DESCRIPTION OF THE TASK:
Which lines in the records below contain the string "parquet"? Return every one of them, counting only matches with the same case.

(Point annotation data)
━━━━━━━━━━━━━━━━━━━━

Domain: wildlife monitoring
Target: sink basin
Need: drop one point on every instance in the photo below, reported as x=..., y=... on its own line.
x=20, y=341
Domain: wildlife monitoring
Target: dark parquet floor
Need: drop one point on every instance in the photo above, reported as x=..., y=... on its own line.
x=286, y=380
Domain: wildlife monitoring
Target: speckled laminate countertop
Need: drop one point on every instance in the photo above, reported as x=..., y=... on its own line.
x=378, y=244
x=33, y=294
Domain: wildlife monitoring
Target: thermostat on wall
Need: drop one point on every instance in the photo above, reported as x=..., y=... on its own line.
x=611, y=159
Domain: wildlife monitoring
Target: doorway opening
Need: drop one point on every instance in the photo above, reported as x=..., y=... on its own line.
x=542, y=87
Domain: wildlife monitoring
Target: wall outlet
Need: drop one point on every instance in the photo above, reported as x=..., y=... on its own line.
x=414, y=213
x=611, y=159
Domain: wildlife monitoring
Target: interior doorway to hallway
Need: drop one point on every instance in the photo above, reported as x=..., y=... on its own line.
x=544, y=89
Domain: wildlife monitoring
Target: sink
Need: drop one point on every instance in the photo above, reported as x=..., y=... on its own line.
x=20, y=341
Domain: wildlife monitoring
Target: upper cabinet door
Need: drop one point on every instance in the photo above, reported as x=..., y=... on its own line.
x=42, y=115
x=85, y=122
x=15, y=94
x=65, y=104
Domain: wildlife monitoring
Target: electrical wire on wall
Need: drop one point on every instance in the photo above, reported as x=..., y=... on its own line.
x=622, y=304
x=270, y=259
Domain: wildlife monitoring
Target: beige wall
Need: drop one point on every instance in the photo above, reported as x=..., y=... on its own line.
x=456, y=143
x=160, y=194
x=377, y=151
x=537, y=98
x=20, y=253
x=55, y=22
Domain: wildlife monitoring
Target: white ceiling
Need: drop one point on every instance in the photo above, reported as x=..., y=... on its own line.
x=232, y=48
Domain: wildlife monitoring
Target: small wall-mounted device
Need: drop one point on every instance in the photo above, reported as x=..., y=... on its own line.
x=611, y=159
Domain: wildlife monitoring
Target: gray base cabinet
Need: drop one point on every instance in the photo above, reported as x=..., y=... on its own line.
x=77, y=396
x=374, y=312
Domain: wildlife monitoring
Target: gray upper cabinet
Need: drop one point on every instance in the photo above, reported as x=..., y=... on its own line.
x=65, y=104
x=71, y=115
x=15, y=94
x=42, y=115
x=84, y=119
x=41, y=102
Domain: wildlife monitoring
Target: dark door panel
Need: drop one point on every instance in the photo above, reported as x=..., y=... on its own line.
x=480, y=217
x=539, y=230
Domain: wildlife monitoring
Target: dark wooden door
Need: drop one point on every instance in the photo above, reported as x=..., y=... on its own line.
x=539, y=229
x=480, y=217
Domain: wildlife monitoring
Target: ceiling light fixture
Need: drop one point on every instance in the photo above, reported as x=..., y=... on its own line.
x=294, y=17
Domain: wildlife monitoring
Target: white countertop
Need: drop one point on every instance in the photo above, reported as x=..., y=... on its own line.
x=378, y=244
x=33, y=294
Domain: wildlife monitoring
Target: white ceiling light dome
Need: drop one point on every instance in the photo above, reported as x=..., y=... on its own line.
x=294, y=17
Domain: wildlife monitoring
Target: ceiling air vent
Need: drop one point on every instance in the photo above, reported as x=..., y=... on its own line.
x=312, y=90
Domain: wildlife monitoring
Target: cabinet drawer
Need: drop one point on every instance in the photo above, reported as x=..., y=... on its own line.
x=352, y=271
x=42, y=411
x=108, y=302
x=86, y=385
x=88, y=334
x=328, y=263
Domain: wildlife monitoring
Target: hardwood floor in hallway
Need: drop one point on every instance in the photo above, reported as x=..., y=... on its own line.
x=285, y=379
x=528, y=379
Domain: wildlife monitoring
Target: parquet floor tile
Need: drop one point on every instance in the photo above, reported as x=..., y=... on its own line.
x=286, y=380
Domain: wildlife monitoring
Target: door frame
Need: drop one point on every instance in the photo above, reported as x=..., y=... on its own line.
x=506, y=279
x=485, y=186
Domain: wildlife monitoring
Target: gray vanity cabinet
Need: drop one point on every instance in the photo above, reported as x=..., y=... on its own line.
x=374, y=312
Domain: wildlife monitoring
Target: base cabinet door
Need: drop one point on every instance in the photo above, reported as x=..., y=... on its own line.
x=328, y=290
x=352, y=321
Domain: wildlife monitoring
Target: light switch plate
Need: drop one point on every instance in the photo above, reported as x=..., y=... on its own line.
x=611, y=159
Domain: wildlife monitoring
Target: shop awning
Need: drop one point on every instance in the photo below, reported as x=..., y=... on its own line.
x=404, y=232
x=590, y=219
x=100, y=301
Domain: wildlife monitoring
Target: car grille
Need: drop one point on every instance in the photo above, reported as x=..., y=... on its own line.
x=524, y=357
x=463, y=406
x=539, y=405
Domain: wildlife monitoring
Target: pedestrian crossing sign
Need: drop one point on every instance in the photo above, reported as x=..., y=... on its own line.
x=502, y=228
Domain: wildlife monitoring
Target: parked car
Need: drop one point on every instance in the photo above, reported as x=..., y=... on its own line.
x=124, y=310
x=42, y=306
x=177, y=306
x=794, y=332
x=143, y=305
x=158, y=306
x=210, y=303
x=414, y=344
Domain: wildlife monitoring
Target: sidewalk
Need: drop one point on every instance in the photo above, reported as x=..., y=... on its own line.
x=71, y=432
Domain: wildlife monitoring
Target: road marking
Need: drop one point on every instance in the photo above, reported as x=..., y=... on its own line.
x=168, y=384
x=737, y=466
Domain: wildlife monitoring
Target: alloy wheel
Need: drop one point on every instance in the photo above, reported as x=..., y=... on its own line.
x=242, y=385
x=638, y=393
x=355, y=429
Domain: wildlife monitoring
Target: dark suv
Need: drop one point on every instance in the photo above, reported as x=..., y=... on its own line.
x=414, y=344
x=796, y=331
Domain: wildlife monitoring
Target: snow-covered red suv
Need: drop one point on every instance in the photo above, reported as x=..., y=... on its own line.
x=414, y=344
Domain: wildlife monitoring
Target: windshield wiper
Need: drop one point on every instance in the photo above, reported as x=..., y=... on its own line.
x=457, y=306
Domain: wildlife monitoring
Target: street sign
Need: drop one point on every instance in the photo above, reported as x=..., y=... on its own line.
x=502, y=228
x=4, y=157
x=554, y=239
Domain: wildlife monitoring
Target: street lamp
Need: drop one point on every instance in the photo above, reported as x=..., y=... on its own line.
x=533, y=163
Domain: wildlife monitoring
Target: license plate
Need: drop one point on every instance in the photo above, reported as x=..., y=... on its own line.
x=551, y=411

━━━━━━━━━━━━━━━━━━━━

TASK OUTPUT:
Target: dark parquet floor
Target: parquet floor tile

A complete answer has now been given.